REQUIRED WORK
In the records that follow, the lines from the one containing "of the thumb" to the one containing "of the plant", inclusive, are to be given again exactly.

-- Opening Marker --

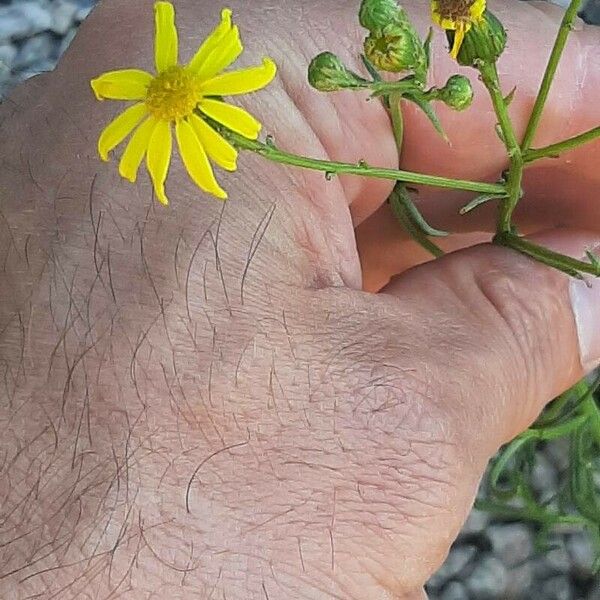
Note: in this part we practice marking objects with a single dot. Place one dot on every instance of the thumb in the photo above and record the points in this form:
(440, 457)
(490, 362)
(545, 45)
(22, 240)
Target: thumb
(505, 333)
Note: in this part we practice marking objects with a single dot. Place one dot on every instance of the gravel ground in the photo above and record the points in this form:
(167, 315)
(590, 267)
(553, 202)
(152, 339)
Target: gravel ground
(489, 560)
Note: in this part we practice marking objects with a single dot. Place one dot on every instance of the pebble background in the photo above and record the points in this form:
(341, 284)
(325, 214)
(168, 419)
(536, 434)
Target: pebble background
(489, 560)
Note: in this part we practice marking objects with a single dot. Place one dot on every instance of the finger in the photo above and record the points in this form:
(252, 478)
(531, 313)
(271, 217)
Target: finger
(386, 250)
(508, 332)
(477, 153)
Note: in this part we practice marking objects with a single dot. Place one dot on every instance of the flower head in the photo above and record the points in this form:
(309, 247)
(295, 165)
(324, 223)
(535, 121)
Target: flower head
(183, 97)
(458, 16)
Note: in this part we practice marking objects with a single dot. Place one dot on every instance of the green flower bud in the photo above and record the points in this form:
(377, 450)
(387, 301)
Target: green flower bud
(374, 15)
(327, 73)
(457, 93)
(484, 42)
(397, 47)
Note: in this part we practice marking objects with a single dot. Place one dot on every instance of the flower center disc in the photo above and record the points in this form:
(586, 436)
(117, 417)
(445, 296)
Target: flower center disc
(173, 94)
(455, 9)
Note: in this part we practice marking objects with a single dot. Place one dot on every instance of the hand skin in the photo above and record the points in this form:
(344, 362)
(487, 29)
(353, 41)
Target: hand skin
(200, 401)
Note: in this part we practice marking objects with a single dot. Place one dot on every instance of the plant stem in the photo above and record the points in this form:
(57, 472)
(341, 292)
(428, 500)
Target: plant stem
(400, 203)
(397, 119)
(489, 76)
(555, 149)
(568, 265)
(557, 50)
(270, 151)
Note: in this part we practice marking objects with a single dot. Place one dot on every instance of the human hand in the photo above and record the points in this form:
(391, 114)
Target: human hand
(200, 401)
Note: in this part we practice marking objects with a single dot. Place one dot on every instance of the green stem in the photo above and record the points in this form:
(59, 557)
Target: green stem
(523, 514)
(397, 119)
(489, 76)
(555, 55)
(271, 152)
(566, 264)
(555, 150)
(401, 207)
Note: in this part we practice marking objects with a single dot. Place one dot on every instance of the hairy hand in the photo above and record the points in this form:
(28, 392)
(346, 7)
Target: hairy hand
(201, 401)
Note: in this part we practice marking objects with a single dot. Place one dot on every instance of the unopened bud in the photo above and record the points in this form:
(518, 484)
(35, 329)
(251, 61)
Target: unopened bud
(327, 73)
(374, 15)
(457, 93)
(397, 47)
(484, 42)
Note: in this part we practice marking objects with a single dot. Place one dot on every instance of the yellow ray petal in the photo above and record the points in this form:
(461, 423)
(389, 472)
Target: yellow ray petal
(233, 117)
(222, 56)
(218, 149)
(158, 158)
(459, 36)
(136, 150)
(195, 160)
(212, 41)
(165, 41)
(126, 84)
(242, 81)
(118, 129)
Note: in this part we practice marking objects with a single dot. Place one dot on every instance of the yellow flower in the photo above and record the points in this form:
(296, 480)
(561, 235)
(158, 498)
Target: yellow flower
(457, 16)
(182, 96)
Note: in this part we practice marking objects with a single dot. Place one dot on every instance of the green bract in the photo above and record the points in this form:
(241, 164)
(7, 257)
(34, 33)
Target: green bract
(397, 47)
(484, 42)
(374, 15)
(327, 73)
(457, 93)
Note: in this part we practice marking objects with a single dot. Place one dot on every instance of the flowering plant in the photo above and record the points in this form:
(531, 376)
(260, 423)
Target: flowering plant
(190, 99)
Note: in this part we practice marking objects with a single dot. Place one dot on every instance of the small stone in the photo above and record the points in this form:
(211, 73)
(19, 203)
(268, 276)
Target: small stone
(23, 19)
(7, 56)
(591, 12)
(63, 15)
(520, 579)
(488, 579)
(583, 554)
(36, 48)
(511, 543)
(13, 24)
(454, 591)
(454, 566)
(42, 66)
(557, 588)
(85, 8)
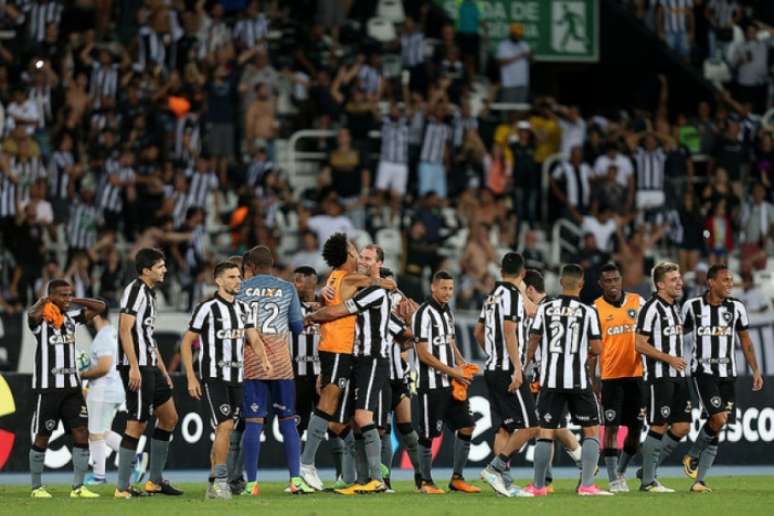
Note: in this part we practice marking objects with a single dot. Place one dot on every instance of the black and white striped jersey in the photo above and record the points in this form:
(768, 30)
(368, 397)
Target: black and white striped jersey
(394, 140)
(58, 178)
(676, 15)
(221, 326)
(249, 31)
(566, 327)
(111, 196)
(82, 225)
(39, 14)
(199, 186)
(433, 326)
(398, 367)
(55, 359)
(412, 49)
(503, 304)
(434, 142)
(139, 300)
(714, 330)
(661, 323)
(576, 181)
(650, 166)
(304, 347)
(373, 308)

-- Closing Marker --
-- Opening Marker --

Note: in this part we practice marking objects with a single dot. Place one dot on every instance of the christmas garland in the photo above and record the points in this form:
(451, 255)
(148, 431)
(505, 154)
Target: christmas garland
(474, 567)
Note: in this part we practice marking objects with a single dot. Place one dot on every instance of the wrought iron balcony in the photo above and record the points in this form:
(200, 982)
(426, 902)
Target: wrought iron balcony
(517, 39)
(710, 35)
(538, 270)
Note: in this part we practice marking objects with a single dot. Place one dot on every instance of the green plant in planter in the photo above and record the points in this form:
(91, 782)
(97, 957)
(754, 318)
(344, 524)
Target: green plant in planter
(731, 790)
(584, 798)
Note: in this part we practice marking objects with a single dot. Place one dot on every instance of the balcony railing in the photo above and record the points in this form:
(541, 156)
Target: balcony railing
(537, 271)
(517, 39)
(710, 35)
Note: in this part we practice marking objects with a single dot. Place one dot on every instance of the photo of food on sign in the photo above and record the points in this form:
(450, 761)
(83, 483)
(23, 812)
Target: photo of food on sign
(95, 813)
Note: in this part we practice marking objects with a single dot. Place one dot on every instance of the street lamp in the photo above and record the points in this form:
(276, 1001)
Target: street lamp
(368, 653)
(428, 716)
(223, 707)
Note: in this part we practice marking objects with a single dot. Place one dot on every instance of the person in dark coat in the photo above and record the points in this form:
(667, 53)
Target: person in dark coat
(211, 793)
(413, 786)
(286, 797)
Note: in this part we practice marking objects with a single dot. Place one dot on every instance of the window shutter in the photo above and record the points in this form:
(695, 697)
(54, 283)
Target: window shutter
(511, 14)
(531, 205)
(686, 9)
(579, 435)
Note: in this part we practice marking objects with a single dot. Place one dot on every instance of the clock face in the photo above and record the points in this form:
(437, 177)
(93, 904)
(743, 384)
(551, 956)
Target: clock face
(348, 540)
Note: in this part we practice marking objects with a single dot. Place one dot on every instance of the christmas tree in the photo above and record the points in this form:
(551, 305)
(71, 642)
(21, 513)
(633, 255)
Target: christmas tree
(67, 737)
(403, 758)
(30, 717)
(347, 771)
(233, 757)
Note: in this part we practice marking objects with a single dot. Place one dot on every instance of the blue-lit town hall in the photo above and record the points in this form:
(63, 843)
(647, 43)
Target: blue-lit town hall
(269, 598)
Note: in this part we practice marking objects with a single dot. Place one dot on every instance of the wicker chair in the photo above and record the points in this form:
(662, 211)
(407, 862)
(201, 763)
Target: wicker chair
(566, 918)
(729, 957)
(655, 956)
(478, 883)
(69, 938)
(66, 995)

-- Closing Marker --
-- Opening Marker --

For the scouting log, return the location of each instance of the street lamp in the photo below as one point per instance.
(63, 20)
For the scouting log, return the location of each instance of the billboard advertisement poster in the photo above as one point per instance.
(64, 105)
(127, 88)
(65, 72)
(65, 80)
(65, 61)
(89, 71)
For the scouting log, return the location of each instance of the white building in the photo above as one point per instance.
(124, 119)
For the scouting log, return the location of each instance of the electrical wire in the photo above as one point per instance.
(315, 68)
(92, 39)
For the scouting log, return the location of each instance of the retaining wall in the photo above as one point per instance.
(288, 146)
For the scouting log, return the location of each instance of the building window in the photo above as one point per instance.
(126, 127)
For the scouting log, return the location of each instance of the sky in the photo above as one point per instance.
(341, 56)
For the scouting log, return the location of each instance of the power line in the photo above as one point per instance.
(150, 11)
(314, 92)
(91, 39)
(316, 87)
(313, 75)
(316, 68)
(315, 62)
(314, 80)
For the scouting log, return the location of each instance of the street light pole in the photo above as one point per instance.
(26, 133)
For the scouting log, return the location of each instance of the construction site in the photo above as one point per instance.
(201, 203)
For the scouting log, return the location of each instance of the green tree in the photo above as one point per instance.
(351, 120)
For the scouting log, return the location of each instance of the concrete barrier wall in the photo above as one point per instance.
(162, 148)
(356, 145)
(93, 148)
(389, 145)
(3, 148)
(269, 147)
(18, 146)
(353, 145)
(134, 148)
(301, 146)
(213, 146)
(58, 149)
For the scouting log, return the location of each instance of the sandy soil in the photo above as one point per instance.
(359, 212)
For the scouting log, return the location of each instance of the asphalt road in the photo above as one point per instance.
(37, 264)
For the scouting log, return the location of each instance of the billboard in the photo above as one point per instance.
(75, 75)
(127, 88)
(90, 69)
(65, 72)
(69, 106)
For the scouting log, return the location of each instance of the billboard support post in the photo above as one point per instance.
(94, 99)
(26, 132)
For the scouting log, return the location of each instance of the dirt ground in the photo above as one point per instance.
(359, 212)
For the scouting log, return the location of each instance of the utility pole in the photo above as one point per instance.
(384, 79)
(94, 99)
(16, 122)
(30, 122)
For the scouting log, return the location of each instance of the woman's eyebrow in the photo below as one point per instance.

-- Closing Marker --

OUTPUT BELOW
Note: in this part we practice marking objects with a single dot. Place one dot on every instance of the thumb in the photo above and record the points in this form:
(440, 457)
(490, 362)
(545, 45)
(22, 240)
Target: thumb
(505, 333)
Note: in this part we practice marking objects with a single dot. Place one dot on every instance of the gravel ground in the photo above and record the points in this form:
(167, 315)
(590, 267)
(553, 202)
(152, 339)
Target: gravel ground
(489, 560)
Note: in this part we practice marking objects with a single dot. Place one dot on every instance of the pebble background in the photo above and record the points in this form:
(341, 284)
(325, 214)
(168, 419)
(536, 434)
Target: pebble background
(489, 560)
Note: in this part we practice marking objects with a single dot. Place one dot on every instance of the finger in the photo above and record the points in this form:
(252, 478)
(531, 313)
(271, 217)
Target: finger
(386, 250)
(508, 332)
(477, 153)
Note: in this part we practice marking objects with a single dot. Place one dot on every instance of the flower head in the photo above and record the points in this form:
(309, 247)
(295, 165)
(324, 223)
(535, 121)
Target: flower head
(183, 97)
(458, 16)
Note: in this part we practice marking objects with a single dot. Place one dot on every instance of the green flower bud in the photo above and record the points in this form:
(377, 450)
(387, 301)
Target: green flower bud
(374, 15)
(327, 73)
(457, 93)
(484, 42)
(397, 47)
Note: in this part we practice marking objects with a single dot. Place one dot on every instance of the flower center disc in the photo above and record the points in this form:
(586, 436)
(117, 417)
(445, 296)
Target: flower center disc
(173, 94)
(455, 9)
Note: in this part we practice marking objects with a single dot. Place one dot on every instance of the hand skin in the photo above and record the points in this form:
(344, 362)
(487, 29)
(353, 41)
Target: hand skin
(200, 401)
Note: in this part we practice marking objects with a single dot. Place one dot on every instance of the plant stem in the photo above and record the points in this form:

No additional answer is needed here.